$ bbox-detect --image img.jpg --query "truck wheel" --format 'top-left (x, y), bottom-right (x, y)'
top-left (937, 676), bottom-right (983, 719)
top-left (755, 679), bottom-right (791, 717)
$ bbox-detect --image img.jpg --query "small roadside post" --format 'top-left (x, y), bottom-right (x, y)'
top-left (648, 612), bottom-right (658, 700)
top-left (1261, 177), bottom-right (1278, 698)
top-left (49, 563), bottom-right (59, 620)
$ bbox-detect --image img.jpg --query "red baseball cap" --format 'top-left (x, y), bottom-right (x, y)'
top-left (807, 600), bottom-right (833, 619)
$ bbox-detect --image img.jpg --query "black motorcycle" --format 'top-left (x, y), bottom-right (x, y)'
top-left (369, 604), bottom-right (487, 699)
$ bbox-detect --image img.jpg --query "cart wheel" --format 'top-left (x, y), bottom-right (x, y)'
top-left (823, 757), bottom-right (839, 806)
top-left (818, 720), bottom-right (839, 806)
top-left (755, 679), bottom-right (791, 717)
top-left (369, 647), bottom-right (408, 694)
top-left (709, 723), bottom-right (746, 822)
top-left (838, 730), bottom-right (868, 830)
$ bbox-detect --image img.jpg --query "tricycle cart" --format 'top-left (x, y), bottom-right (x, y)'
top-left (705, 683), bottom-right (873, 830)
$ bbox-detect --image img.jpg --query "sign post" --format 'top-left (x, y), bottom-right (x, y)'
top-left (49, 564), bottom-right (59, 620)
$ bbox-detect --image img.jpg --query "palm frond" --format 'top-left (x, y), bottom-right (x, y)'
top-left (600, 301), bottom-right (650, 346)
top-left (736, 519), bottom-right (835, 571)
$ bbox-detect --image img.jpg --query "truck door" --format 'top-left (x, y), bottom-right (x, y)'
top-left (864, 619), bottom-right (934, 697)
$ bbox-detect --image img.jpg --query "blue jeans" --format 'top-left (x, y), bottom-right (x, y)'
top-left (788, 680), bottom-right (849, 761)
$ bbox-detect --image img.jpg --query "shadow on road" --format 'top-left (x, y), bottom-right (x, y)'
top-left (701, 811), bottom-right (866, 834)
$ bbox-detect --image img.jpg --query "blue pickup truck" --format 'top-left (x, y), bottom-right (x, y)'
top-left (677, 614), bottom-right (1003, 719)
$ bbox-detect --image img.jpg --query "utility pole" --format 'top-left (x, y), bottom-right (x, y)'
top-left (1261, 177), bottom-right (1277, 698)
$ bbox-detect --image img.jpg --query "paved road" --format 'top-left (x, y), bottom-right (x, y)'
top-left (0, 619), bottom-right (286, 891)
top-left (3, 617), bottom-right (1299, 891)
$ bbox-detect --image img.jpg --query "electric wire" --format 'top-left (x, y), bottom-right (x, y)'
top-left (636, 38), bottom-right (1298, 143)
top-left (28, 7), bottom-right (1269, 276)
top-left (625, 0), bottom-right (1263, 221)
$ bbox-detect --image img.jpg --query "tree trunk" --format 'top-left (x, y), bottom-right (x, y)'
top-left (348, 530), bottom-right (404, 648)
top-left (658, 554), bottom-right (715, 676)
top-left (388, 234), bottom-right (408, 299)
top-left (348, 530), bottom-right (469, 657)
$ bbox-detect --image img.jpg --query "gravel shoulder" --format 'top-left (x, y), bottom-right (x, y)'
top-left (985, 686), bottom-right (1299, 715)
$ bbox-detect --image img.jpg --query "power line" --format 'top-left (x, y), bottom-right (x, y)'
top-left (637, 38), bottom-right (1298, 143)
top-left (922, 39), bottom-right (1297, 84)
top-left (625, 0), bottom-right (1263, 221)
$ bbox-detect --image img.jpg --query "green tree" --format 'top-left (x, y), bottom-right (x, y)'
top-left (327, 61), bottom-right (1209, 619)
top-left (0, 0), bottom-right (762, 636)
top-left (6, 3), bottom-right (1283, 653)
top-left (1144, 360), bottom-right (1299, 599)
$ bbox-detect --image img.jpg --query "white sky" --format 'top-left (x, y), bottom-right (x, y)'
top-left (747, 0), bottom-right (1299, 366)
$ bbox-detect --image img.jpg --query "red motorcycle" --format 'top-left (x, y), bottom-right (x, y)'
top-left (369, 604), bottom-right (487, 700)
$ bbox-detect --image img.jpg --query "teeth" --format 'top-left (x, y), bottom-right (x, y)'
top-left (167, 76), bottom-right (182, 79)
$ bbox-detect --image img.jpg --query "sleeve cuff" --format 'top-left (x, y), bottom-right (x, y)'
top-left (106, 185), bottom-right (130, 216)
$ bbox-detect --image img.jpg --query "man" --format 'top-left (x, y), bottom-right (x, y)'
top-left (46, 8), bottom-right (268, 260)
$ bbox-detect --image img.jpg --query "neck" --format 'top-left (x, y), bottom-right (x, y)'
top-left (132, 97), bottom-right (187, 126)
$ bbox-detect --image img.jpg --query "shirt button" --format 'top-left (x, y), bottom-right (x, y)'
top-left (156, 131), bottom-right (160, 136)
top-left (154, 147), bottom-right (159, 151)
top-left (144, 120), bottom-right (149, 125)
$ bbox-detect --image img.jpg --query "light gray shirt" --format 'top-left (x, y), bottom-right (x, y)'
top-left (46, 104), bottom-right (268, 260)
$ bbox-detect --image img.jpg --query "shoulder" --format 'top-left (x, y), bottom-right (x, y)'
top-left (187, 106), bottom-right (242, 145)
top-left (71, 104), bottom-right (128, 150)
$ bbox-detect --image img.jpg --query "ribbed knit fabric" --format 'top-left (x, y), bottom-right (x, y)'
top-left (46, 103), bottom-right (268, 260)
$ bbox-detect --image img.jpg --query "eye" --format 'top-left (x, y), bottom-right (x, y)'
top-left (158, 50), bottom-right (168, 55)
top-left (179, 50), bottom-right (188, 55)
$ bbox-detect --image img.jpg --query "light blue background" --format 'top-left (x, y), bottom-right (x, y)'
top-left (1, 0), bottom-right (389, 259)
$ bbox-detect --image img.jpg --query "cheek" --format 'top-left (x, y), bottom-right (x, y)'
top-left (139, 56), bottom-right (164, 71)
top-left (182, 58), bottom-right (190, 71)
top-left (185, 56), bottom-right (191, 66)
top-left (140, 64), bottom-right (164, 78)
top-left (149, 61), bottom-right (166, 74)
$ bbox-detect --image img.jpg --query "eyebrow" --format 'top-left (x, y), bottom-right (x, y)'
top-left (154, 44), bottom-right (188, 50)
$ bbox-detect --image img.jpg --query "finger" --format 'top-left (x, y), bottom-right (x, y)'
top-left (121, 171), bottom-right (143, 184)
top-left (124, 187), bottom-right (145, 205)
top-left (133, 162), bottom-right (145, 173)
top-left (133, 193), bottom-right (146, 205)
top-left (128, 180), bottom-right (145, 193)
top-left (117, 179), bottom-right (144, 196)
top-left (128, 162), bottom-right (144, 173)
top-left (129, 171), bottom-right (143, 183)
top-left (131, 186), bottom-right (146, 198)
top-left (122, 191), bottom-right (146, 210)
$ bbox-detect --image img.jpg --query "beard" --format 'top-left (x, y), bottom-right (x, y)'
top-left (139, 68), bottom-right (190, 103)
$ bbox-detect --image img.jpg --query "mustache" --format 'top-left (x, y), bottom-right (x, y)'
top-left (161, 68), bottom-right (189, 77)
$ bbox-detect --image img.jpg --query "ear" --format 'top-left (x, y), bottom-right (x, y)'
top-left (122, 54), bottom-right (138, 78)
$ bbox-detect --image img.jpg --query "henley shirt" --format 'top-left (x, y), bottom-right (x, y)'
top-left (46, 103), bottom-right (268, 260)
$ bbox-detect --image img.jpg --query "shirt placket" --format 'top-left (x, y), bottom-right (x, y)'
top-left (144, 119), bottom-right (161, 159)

# # # # # # #

• [What to work on]: The records above need to be retyped exactly.

• [Task result]:
$ bbox-detect --image img.jpg --query "truck wheel" --format 'top-left (x, y), bottom-right (x, y)'
top-left (937, 676), bottom-right (983, 719)
top-left (755, 679), bottom-right (791, 717)
$ bbox-detect --image img.jpg --query "small roadside post" --format 'top-left (x, y), bottom-right (x, y)'
top-left (648, 612), bottom-right (658, 700)
top-left (1261, 177), bottom-right (1278, 698)
top-left (49, 563), bottom-right (59, 620)
$ bbox-detect --image img.jpg --query "red baseball cap" --format 'top-left (x, y), bottom-right (x, y)'
top-left (807, 600), bottom-right (833, 619)
$ bbox-detect --image img.jpg --query "black motorcycle" --format 'top-left (x, y), bottom-right (x, y)'
top-left (369, 604), bottom-right (487, 699)
$ bbox-detect --image img.jpg --query "cart wheel" --format 'top-left (x, y), bottom-right (x, y)'
top-left (823, 757), bottom-right (839, 806)
top-left (818, 720), bottom-right (839, 806)
top-left (755, 679), bottom-right (791, 717)
top-left (369, 647), bottom-right (408, 694)
top-left (709, 723), bottom-right (746, 822)
top-left (838, 730), bottom-right (868, 830)
$ bbox-detect --image img.jpg --query "tricycle cart" --format 'top-left (x, y), bottom-right (x, y)'
top-left (705, 683), bottom-right (873, 830)
$ bbox-detect --image img.jpg --query "sign post" --format 'top-left (x, y), bottom-right (x, y)'
top-left (49, 564), bottom-right (59, 620)
$ bbox-detect --image img.jpg --query "palm frond" --format 'top-left (x, y), bottom-right (x, y)'
top-left (600, 301), bottom-right (650, 346)
top-left (736, 519), bottom-right (835, 571)
$ bbox-detect --image img.jpg --query "truck door" --format 'top-left (x, y), bottom-right (x, y)'
top-left (864, 619), bottom-right (934, 697)
$ bbox-detect --image img.jpg --query "blue jeans" --format 'top-left (x, y), bottom-right (x, y)'
top-left (788, 680), bottom-right (849, 761)
$ bbox-detect --image img.jpg --query "shadow on road" --format 'top-left (x, y), bottom-right (x, y)'
top-left (701, 811), bottom-right (866, 834)
$ bbox-detect --image img.jpg --query "blue pickup truck" --format 'top-left (x, y), bottom-right (x, y)'
top-left (677, 614), bottom-right (1003, 719)
$ bbox-detect --image img.jpg --query "utility pole" --format 'top-left (x, y), bottom-right (x, y)'
top-left (1261, 177), bottom-right (1277, 698)
$ bbox-detect --image img.jpg --query "paved road" --format 'top-left (x, y), bottom-right (x, y)'
top-left (0, 619), bottom-right (286, 891)
top-left (3, 617), bottom-right (1299, 891)
$ bbox-detect --image img.jpg --query "electric wire" --format 'top-left (x, y), bottom-right (x, y)'
top-left (636, 38), bottom-right (1298, 143)
top-left (28, 7), bottom-right (1269, 276)
top-left (625, 0), bottom-right (1263, 221)
$ bbox-detect --image img.jpg --query "tree trunk" --format 'top-left (x, y), bottom-right (x, y)'
top-left (348, 530), bottom-right (404, 648)
top-left (658, 554), bottom-right (715, 676)
top-left (388, 234), bottom-right (408, 299)
top-left (348, 530), bottom-right (469, 657)
$ bbox-detect --image img.jpg --query "gravel shoulder" --format 'top-left (x, y), bottom-right (x, y)'
top-left (985, 686), bottom-right (1299, 715)
$ bbox-detect --image img.jpg --query "power line" --format 'top-left (x, y), bottom-right (x, y)'
top-left (637, 38), bottom-right (1298, 143)
top-left (922, 39), bottom-right (1297, 84)
top-left (625, 0), bottom-right (1263, 221)
$ bbox-detect --image img.jpg --query "green tree" --format 'top-left (x, y), bottom-right (x, y)'
top-left (327, 61), bottom-right (1209, 619)
top-left (0, 0), bottom-right (762, 636)
top-left (6, 3), bottom-right (1283, 653)
top-left (1144, 360), bottom-right (1299, 599)
$ bbox-detect --image img.jpg --query "white sky" --format 'top-left (x, y), bottom-right (x, y)'
top-left (747, 0), bottom-right (1299, 366)
$ bbox-detect --image img.jpg --query "red motorcycle" --format 'top-left (x, y), bottom-right (x, y)'
top-left (369, 604), bottom-right (487, 700)
$ bbox-detect --image img.jpg --query "teeth" --format 'top-left (x, y), bottom-right (x, y)'
top-left (167, 76), bottom-right (182, 79)
$ bbox-detect --image img.jpg --query "sleeve cuff" --format 'top-left (x, y), bottom-right (x, y)'
top-left (106, 185), bottom-right (130, 216)
$ bbox-detect --image img.jpg --query "man" --format 'top-left (x, y), bottom-right (x, y)'
top-left (46, 8), bottom-right (268, 260)
$ bbox-detect --image img.jpg --query "neck" --format 'top-left (x, y), bottom-right (x, y)'
top-left (132, 97), bottom-right (187, 126)
$ bbox-detect --image img.jpg --query "shirt button" --format 'top-left (x, y), bottom-right (x, y)'
top-left (156, 131), bottom-right (160, 136)
top-left (154, 147), bottom-right (159, 151)
top-left (144, 120), bottom-right (149, 125)
$ bbox-detect --image img.jpg --query "light gray shirt" --format 'top-left (x, y), bottom-right (x, y)'
top-left (46, 104), bottom-right (268, 260)
$ bbox-detect --image img.jpg --query "shoulder" --format 'top-left (x, y), bottom-right (x, y)'
top-left (187, 106), bottom-right (242, 145)
top-left (71, 104), bottom-right (128, 150)
$ bbox-detect --image img.jpg --query "ribbed knit fabric" --format 'top-left (x, y), bottom-right (x, y)'
top-left (46, 103), bottom-right (268, 260)
$ bbox-detect --image img.jpg --query "eye" --format 'top-left (x, y), bottom-right (x, y)'
top-left (158, 50), bottom-right (168, 55)
top-left (179, 50), bottom-right (188, 55)
$ bbox-detect --image img.jpg --query "light blue background" --format 'top-left (x, y), bottom-right (x, y)'
top-left (1, 0), bottom-right (389, 259)
$ bbox-detect --image img.jpg --query "cheek" --format 'top-left (x, y), bottom-right (x, y)'
top-left (139, 56), bottom-right (164, 71)
top-left (182, 58), bottom-right (190, 71)
top-left (185, 56), bottom-right (191, 66)
top-left (140, 64), bottom-right (164, 78)
top-left (149, 61), bottom-right (166, 74)
$ bbox-detect --image img.jpg --query "eyebrow" --format 'top-left (x, y), bottom-right (x, y)'
top-left (154, 44), bottom-right (188, 50)
$ bbox-detect --image img.jpg --query "finger" --format 'top-left (x, y), bottom-right (x, y)'
top-left (121, 171), bottom-right (143, 184)
top-left (124, 187), bottom-right (145, 205)
top-left (133, 162), bottom-right (145, 173)
top-left (133, 193), bottom-right (146, 205)
top-left (128, 180), bottom-right (145, 193)
top-left (117, 179), bottom-right (144, 196)
top-left (128, 162), bottom-right (144, 173)
top-left (129, 171), bottom-right (143, 183)
top-left (131, 186), bottom-right (146, 198)
top-left (122, 191), bottom-right (146, 210)
$ bbox-detect --image img.jpg --query "beard" --format 'top-left (x, y), bottom-right (x, y)'
top-left (139, 68), bottom-right (190, 103)
$ bbox-detect --image img.jpg --query "mustache" --format 'top-left (x, y), bottom-right (x, y)'
top-left (161, 68), bottom-right (189, 77)
$ bbox-detect --image img.jpg --query "ear" --format 'top-left (x, y), bottom-right (x, y)'
top-left (122, 54), bottom-right (138, 78)
$ bbox-detect --image img.jpg --query "henley shirt" --format 'top-left (x, y), bottom-right (x, y)'
top-left (46, 103), bottom-right (268, 260)
$ bbox-detect --image img.jpg --query "shirt placket" --format 'top-left (x, y), bottom-right (x, y)'
top-left (144, 119), bottom-right (161, 159)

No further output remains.